### Your assignment
With both ends included, repeat exactly the lines of the entries below from the one containing "In this picture, where can the white-framed" down to the one containing "In this picture, where can the porch", and no others.

### Extracted records
■ ■ ■ ■ ■ ■ ■

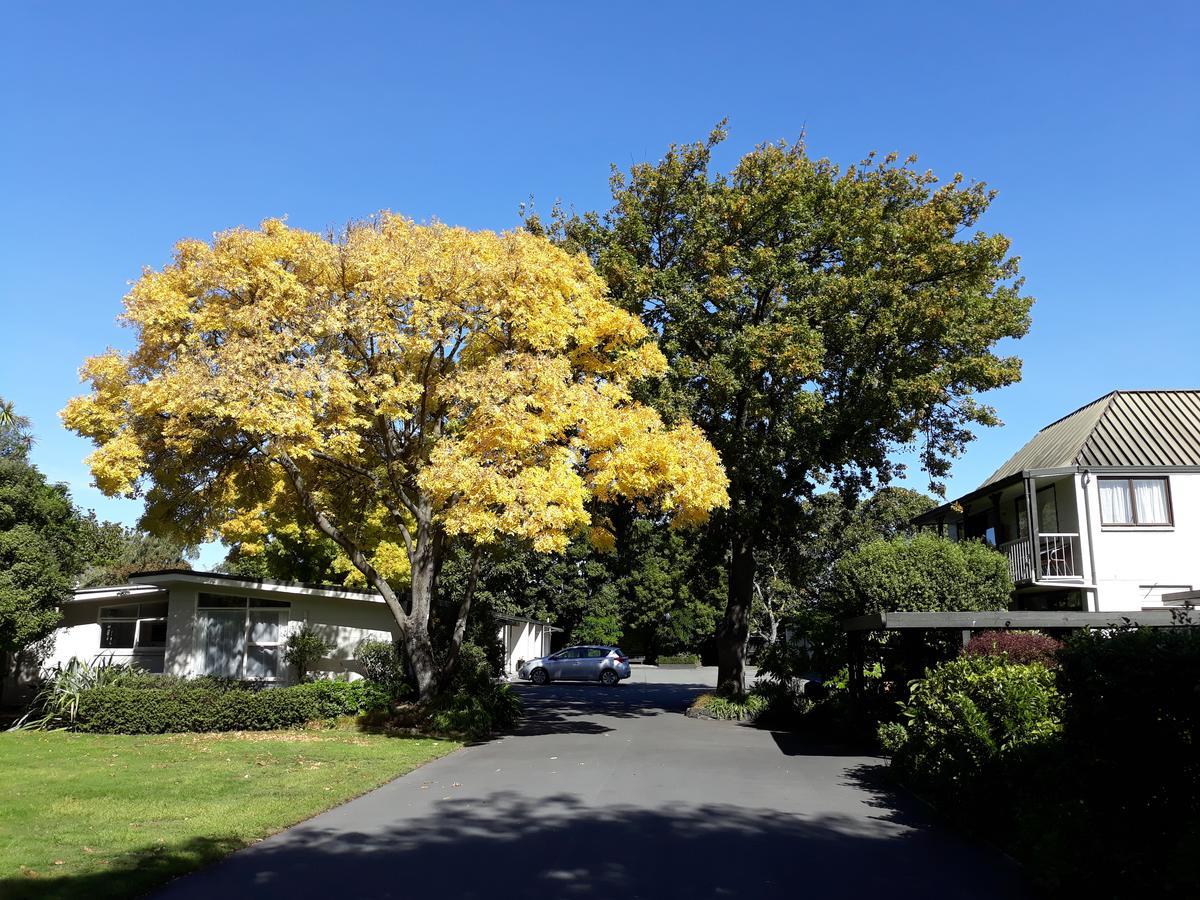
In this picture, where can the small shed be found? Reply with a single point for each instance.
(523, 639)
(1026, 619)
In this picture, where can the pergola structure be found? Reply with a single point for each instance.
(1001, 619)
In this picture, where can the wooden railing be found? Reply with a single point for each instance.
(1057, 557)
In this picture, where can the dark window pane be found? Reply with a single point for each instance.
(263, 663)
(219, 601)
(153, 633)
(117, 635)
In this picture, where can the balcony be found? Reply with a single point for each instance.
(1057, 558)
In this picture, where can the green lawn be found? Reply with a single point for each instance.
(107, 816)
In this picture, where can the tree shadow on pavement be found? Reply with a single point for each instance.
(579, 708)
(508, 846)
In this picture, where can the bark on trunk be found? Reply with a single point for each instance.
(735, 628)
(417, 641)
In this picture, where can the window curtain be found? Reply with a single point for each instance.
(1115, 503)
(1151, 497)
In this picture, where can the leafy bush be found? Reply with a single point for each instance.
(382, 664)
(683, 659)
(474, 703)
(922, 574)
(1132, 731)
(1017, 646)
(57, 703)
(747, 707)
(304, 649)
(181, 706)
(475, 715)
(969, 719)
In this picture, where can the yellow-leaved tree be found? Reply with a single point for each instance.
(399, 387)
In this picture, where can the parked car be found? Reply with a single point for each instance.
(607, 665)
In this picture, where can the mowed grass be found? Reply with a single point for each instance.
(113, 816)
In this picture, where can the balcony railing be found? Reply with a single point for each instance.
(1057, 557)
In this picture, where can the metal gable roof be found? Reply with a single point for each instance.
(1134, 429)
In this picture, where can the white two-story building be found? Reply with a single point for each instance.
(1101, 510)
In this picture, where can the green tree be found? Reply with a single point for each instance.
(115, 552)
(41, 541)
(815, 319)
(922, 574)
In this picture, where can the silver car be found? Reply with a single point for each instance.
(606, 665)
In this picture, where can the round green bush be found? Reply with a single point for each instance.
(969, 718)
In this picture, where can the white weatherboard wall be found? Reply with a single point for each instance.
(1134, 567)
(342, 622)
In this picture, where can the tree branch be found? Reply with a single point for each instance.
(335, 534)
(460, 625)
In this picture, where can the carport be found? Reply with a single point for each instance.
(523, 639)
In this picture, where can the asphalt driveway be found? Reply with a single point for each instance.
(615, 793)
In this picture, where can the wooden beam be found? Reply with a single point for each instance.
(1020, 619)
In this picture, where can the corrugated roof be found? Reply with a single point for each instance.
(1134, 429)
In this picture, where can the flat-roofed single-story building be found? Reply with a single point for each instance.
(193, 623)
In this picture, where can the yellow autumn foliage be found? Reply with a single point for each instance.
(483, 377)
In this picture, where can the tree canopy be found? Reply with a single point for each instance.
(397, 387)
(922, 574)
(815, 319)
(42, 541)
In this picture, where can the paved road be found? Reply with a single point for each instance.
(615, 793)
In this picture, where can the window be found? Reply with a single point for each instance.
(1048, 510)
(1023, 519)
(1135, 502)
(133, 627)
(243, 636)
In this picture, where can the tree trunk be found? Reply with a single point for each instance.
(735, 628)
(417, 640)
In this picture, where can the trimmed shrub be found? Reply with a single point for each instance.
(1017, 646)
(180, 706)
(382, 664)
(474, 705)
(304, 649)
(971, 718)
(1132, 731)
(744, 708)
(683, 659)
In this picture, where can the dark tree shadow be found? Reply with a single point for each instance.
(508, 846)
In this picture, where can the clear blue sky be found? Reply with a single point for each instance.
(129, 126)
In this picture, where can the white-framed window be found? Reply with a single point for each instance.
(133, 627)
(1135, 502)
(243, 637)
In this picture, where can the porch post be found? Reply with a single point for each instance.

■ ■ ■ ■ ■ ■ ■

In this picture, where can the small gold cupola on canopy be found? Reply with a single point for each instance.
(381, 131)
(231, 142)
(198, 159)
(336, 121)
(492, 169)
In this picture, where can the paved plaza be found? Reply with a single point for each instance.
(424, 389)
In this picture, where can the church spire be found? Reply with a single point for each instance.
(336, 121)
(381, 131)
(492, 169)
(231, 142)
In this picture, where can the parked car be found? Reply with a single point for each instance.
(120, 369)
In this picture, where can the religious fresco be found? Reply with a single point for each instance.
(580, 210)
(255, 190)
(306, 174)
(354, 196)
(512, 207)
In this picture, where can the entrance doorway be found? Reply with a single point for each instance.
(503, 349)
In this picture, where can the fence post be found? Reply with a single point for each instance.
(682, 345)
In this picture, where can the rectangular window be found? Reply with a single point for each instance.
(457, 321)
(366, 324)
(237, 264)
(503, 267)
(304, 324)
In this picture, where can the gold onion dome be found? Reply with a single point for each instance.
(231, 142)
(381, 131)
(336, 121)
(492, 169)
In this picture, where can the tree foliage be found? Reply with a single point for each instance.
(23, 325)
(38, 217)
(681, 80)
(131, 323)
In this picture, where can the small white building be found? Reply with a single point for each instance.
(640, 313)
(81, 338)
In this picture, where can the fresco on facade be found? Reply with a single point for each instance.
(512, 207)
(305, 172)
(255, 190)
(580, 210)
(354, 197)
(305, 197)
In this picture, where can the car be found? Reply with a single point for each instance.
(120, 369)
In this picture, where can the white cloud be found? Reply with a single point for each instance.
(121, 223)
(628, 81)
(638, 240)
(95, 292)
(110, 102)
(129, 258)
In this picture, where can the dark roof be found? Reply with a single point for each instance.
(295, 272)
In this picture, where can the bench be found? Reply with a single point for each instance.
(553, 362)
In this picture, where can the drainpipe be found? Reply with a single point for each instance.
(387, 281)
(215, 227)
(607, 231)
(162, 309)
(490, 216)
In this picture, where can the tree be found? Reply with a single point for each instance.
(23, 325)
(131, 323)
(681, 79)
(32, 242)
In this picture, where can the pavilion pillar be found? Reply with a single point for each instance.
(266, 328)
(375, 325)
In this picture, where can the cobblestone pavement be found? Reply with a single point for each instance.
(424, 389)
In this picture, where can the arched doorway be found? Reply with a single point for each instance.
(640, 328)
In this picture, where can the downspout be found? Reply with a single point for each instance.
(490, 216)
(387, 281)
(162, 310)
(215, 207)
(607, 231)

■ ■ ■ ■ ■ ■ ■

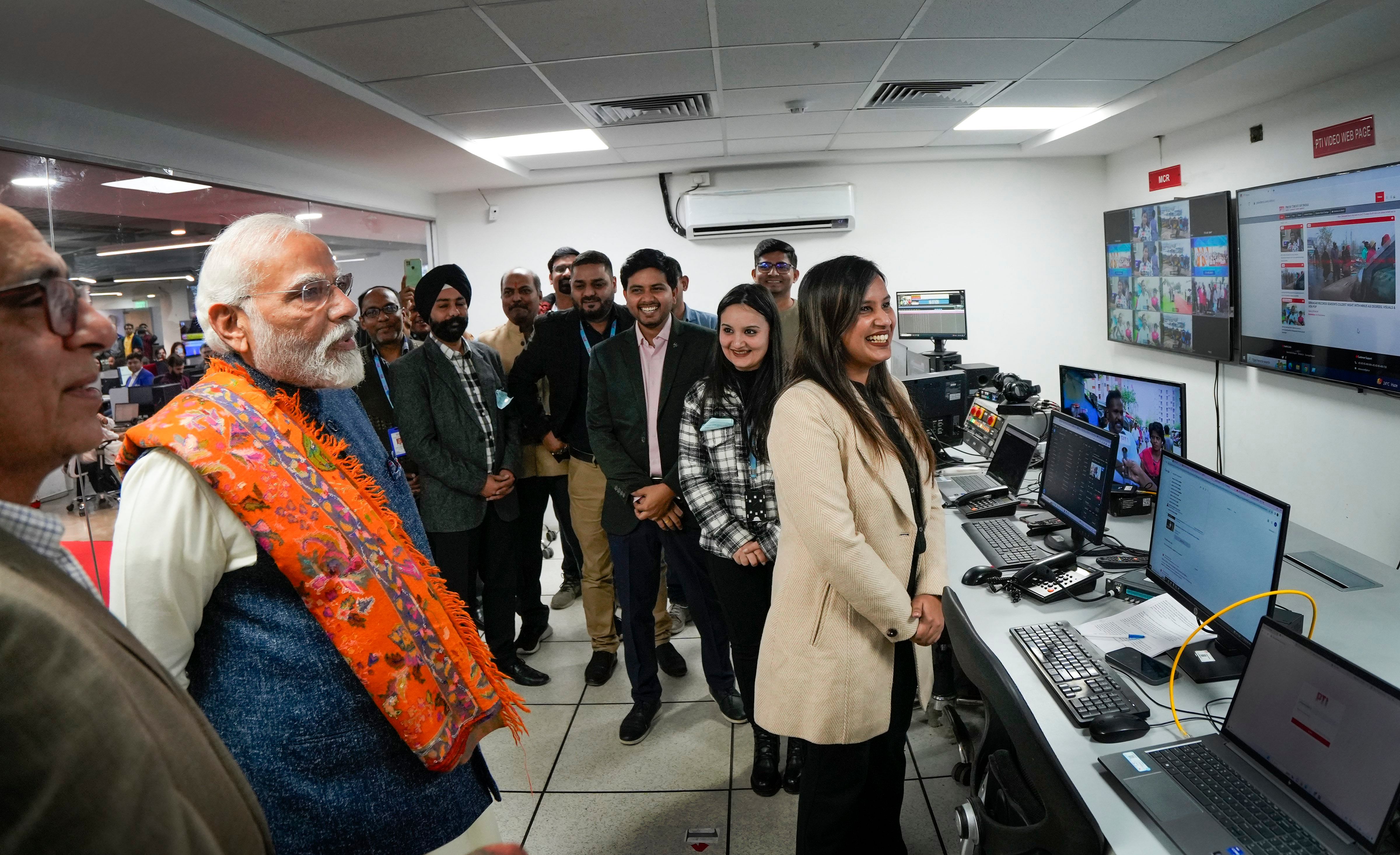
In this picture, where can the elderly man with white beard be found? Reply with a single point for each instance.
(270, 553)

■ ■ ■ ■ ■ ■ ■

### Solution to the exercise
In this picture, where can the white-framed window be found? Reply with a single point for each instance.
(133, 627)
(1135, 502)
(243, 637)
In this picture, where can the porch post be found? Reply with a single point for each instance.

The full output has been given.